#### Work to complete:
Output only the lines below that start at the line containing "[(257, 143), (258, 100)]" and end at the line containing "out the railway", with both ends kept.

*** Extracted entries ***

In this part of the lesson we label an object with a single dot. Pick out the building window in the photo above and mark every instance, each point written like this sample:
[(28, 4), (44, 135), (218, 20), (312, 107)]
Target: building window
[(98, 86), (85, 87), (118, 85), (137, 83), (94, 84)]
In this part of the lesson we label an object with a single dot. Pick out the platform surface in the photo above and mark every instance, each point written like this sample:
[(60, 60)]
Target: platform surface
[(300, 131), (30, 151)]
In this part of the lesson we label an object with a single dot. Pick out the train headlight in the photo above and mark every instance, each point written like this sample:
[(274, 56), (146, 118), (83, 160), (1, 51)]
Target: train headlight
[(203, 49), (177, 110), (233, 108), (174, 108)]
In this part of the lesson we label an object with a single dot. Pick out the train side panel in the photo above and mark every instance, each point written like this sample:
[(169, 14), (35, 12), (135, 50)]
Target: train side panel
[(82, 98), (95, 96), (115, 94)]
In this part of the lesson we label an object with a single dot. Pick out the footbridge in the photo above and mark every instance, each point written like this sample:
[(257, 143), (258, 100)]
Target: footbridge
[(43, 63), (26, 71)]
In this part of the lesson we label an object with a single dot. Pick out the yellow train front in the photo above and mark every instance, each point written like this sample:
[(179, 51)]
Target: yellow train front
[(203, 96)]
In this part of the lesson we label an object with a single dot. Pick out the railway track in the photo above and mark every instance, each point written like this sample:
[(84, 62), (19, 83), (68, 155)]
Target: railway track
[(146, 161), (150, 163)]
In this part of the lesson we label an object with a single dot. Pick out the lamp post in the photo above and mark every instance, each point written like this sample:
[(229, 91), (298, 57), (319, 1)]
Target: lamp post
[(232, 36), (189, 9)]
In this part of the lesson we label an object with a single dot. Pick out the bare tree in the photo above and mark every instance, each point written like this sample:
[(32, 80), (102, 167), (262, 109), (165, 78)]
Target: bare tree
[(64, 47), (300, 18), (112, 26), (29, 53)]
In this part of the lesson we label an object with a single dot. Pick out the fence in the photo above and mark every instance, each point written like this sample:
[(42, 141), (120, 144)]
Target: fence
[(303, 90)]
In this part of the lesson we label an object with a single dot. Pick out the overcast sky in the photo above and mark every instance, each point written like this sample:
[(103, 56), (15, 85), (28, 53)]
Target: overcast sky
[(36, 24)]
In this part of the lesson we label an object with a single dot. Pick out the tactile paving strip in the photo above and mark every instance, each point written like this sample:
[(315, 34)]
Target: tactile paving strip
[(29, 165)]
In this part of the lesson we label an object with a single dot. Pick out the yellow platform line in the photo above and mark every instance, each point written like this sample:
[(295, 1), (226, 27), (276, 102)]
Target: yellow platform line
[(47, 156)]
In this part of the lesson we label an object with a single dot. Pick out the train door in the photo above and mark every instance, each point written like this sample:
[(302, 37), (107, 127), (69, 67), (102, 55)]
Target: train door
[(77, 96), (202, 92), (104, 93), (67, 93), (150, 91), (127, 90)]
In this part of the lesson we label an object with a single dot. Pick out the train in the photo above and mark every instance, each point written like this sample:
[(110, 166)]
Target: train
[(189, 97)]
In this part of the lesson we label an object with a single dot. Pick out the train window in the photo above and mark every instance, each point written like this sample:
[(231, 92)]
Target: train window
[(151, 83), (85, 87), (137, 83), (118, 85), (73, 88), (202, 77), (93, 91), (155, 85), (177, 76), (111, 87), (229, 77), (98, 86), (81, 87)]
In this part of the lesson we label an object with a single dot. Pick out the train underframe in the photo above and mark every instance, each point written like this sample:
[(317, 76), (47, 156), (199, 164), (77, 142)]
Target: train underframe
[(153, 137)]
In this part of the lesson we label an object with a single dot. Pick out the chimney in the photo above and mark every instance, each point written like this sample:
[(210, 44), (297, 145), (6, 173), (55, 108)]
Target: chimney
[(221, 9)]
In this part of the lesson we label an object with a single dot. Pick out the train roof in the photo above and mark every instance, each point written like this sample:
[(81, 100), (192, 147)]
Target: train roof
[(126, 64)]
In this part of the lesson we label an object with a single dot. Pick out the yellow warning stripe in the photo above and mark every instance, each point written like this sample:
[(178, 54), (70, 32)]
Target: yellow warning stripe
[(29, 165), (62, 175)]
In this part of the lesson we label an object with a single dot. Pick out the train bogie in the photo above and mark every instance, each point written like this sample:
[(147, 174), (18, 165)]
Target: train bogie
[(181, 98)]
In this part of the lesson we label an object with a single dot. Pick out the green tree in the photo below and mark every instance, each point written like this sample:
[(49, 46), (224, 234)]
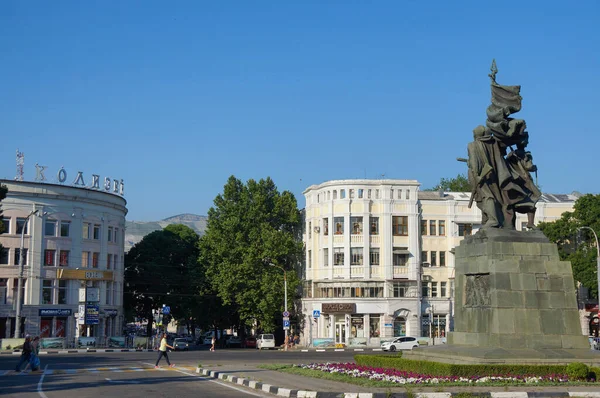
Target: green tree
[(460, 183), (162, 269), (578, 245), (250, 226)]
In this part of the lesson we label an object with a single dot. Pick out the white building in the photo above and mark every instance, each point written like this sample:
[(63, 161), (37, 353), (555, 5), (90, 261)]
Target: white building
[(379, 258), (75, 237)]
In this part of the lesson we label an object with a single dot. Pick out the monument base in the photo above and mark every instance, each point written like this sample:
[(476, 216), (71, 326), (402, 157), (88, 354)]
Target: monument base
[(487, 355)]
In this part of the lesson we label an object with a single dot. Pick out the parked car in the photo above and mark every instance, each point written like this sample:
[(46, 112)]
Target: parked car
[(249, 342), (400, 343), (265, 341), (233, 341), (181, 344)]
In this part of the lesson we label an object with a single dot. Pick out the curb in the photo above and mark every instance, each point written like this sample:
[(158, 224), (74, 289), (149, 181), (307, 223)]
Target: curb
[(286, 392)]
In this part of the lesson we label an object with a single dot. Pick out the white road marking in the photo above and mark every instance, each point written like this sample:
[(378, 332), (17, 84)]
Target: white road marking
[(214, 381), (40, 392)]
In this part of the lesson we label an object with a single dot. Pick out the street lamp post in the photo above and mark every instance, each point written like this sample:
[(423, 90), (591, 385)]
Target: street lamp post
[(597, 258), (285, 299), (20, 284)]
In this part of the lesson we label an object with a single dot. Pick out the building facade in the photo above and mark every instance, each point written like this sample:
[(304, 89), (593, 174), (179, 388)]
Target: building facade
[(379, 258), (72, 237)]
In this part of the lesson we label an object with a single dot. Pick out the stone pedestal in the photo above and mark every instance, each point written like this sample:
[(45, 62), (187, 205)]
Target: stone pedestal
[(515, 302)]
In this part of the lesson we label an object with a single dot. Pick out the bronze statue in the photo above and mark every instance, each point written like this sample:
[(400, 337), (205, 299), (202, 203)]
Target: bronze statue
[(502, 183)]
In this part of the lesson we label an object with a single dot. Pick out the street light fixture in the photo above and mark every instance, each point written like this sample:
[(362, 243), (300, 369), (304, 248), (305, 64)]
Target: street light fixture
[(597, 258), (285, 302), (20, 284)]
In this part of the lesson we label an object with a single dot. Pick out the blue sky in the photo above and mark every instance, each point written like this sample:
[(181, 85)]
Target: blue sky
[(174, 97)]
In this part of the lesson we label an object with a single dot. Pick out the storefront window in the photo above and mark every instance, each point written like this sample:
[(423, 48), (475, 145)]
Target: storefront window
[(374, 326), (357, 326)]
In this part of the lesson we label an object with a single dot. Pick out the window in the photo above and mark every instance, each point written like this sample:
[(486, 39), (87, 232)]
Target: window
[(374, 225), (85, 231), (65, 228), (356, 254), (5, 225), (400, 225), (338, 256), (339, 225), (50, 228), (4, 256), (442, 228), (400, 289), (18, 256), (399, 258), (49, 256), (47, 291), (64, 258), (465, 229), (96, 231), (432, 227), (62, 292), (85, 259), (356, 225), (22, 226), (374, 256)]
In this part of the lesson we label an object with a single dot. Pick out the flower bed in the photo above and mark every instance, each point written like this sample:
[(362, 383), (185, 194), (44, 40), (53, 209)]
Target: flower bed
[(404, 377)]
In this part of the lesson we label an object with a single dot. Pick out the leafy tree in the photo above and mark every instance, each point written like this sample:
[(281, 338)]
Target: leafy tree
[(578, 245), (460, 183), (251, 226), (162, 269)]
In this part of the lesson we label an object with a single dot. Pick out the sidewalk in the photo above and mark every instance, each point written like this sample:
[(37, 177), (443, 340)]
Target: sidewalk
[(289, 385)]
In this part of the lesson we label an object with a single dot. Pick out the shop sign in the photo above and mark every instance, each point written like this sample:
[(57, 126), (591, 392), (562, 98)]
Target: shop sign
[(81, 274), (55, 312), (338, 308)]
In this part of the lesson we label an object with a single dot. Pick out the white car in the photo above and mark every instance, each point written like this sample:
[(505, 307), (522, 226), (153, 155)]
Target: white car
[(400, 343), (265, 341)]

***
*** Extracted entries ***

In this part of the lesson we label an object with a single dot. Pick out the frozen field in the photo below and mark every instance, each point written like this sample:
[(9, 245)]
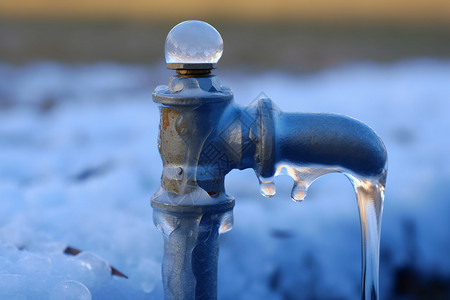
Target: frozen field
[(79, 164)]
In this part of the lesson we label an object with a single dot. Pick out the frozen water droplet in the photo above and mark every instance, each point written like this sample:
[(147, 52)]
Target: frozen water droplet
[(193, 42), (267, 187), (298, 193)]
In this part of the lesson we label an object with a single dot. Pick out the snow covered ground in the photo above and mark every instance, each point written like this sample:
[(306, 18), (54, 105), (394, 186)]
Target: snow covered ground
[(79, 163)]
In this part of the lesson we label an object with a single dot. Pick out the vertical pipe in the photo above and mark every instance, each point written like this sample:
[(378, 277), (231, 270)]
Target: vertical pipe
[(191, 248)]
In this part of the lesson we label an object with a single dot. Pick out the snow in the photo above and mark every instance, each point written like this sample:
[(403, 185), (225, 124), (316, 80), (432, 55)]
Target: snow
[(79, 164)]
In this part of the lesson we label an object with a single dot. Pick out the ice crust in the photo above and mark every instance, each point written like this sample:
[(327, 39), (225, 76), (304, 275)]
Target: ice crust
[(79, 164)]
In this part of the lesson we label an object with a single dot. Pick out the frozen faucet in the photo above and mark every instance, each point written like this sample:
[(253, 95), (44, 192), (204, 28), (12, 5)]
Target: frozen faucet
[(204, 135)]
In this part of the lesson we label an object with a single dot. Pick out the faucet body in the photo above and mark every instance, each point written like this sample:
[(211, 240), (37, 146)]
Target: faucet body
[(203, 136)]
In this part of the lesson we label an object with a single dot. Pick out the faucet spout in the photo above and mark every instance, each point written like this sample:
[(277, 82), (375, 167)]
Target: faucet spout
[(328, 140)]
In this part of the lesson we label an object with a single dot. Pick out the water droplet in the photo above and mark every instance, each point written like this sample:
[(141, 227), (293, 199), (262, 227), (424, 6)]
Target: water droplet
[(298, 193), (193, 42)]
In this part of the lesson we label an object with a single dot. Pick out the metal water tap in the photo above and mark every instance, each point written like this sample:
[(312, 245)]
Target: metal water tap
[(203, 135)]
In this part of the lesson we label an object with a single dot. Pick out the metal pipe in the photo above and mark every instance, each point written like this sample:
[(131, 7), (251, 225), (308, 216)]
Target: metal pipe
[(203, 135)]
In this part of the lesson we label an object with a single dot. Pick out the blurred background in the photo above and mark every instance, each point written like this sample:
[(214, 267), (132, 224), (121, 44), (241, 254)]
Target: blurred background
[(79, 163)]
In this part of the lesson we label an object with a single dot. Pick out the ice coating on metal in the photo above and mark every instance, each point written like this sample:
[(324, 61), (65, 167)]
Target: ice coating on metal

***

#### Answer area:
[(257, 143), (258, 100)]
Target: footbridge
[(43, 63), (26, 71)]
In this part of the lesson we label an object with a single dot. Pick out the yellow train front in the photo above and mark every instance, each point written like this sample:
[(179, 51)]
Target: yellow train front
[(203, 96)]
In this part of the lesson we label an object with a single dot. Pick out the railway track in the photo above and mark every instance, each point written like this sample:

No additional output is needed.